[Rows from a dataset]
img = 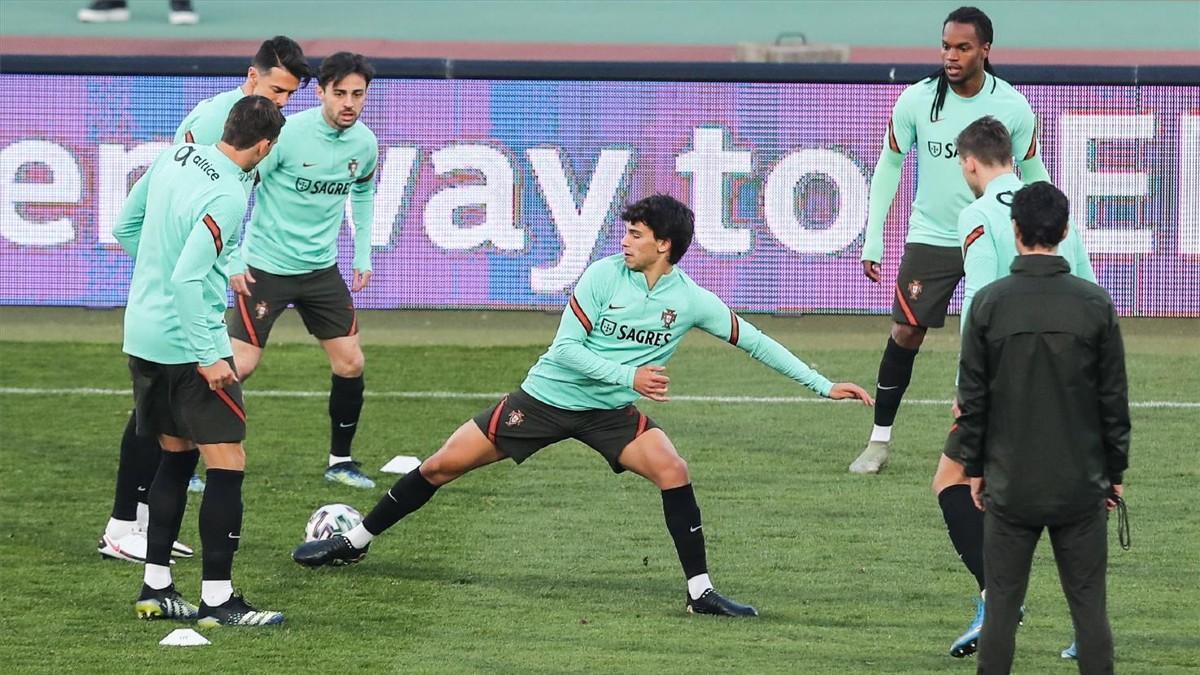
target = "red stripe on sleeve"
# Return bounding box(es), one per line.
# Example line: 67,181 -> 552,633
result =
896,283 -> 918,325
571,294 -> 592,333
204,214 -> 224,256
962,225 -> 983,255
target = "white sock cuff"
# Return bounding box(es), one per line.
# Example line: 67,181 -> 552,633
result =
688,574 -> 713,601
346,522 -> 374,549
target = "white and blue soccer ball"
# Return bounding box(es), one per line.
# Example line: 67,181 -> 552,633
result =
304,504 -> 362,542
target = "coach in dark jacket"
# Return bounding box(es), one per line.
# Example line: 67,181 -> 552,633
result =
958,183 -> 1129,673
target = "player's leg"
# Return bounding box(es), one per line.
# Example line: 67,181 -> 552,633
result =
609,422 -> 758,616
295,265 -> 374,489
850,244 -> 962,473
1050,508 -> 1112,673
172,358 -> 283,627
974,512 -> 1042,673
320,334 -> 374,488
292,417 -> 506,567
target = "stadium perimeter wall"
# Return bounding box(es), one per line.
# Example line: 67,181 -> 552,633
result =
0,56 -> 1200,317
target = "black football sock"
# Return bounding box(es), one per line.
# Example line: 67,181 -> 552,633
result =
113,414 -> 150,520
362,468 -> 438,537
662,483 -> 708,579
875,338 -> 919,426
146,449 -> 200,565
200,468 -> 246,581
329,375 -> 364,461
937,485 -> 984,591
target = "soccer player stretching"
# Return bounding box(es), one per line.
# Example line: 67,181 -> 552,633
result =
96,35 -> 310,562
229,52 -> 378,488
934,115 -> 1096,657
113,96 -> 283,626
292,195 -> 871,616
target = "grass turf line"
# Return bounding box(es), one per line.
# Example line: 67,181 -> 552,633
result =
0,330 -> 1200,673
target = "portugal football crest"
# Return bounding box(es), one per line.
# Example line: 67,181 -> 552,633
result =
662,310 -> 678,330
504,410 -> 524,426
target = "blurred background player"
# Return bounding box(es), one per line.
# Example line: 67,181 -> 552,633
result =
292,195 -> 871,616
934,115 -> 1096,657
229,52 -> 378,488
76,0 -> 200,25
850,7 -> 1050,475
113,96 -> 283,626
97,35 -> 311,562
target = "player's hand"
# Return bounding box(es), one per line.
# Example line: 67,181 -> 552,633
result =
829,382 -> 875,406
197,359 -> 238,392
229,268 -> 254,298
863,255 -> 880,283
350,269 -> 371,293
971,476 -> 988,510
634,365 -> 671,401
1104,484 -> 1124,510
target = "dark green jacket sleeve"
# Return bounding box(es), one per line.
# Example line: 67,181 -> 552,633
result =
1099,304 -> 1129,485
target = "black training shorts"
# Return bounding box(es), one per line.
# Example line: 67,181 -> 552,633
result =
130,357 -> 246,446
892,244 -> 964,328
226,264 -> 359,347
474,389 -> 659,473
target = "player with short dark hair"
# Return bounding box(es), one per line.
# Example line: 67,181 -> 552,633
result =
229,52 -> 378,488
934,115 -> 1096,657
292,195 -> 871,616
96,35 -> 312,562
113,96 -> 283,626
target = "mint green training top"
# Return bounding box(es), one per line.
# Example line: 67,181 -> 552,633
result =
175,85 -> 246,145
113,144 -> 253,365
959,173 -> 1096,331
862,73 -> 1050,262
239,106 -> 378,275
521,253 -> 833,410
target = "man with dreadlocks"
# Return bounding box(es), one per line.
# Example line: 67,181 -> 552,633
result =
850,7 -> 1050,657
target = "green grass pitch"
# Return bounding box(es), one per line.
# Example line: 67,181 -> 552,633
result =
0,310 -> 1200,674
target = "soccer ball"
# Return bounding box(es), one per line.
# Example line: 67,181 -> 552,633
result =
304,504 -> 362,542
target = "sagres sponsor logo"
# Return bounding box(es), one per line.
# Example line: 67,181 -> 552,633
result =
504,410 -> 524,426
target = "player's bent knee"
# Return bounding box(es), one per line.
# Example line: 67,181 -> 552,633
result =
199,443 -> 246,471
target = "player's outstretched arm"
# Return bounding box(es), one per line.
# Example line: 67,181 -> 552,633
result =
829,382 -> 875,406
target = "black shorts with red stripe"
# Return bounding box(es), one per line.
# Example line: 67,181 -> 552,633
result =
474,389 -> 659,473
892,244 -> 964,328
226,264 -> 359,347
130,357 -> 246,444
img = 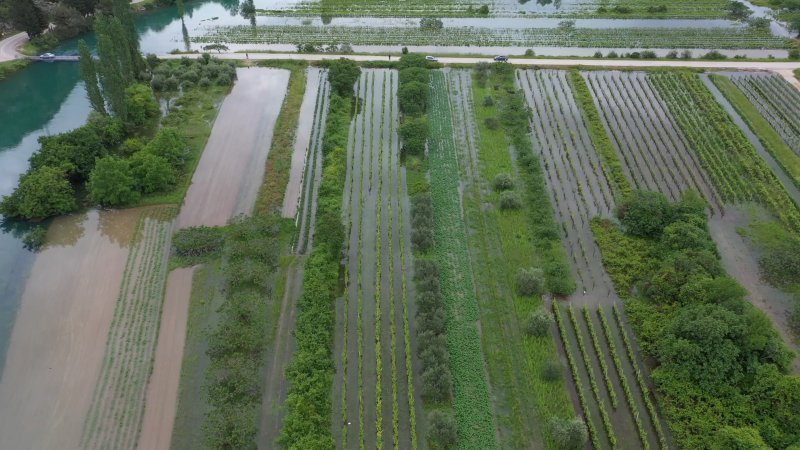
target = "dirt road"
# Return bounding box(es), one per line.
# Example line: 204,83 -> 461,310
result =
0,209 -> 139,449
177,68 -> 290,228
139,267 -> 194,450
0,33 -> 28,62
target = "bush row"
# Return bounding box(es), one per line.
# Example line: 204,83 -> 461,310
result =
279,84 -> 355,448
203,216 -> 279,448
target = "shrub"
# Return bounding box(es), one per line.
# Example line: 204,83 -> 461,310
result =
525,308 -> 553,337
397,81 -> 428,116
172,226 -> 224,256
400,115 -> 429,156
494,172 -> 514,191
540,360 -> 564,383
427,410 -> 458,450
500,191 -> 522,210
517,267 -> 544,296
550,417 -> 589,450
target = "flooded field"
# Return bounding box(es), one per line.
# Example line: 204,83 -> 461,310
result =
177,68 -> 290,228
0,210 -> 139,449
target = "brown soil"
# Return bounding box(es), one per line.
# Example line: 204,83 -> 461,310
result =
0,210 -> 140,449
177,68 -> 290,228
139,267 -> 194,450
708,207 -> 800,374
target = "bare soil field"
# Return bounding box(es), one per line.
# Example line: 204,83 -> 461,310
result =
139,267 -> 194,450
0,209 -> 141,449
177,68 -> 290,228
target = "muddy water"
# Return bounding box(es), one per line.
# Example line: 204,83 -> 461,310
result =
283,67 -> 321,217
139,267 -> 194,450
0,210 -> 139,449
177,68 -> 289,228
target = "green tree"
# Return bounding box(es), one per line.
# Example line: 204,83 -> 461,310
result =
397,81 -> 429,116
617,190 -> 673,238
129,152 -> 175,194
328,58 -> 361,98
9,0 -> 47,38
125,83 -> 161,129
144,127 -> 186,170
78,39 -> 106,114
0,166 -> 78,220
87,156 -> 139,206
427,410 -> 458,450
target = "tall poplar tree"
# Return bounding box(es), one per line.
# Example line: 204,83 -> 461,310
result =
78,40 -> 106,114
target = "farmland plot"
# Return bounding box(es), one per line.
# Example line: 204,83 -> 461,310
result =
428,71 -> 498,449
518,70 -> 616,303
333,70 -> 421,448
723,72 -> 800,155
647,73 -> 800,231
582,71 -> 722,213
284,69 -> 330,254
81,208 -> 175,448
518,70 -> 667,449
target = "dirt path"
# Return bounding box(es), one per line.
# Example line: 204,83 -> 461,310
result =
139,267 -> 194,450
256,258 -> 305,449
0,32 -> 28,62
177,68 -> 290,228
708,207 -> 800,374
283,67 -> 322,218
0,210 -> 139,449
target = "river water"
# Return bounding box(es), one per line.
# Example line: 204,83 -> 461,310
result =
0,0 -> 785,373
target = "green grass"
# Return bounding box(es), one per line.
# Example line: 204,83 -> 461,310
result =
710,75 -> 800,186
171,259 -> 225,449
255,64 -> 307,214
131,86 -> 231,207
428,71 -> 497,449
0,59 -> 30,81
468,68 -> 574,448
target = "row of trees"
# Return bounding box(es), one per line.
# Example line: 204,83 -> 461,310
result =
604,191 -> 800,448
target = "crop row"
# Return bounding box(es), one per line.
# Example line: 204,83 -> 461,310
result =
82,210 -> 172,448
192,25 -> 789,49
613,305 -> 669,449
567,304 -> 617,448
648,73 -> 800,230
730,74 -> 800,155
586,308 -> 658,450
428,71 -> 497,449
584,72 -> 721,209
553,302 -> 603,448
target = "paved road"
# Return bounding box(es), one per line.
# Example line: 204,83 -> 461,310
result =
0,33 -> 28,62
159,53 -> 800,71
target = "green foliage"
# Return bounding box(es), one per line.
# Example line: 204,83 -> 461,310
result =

▶ _What you have to do_
Express the rows as a JSON list of strings, beginning at the very first line and continuing through the line containing "292,417 -> 506,567", with one string per line and no blank lines. Omit the pictures.

▶ _Correct output_
[
  "img = ",
  "target = \"red stripe on sleeve\"",
  "# Return bounding box(es), one per line.",
  "# Example line: 67,181 -> 552,633",
  "result =",
  "896,283 -> 918,325",
  "571,294 -> 592,333",
  "204,214 -> 224,256",
  "962,225 -> 983,255",
  "target = \"white sock cuff\"",
  "# Return bounding box(es), one per line.",
  "# Example line: 67,181 -> 552,633",
  "result =",
  "688,574 -> 713,601",
  "346,522 -> 374,549",
  "target = \"white and blue soccer ball\"",
  "# Return bounding box(es), one per line.",
  "# Example line: 67,181 -> 552,633",
  "result =",
  "304,504 -> 362,542",
  "target = \"coach in dark jacket\"",
  "# Return bounding box(es), one per line.",
  "# Example line: 67,181 -> 552,633",
  "result =",
  "958,183 -> 1129,673",
  "target = \"player's leg\"",
  "# Return bounding box(es), one per line.",
  "# Example line: 67,181 -> 552,633",
  "result =",
  "609,422 -> 758,616",
  "295,265 -> 374,489",
  "850,244 -> 962,473",
  "1050,508 -> 1112,673",
  "172,358 -> 283,627",
  "974,512 -> 1042,673",
  "320,334 -> 374,488",
  "292,417 -> 506,567"
]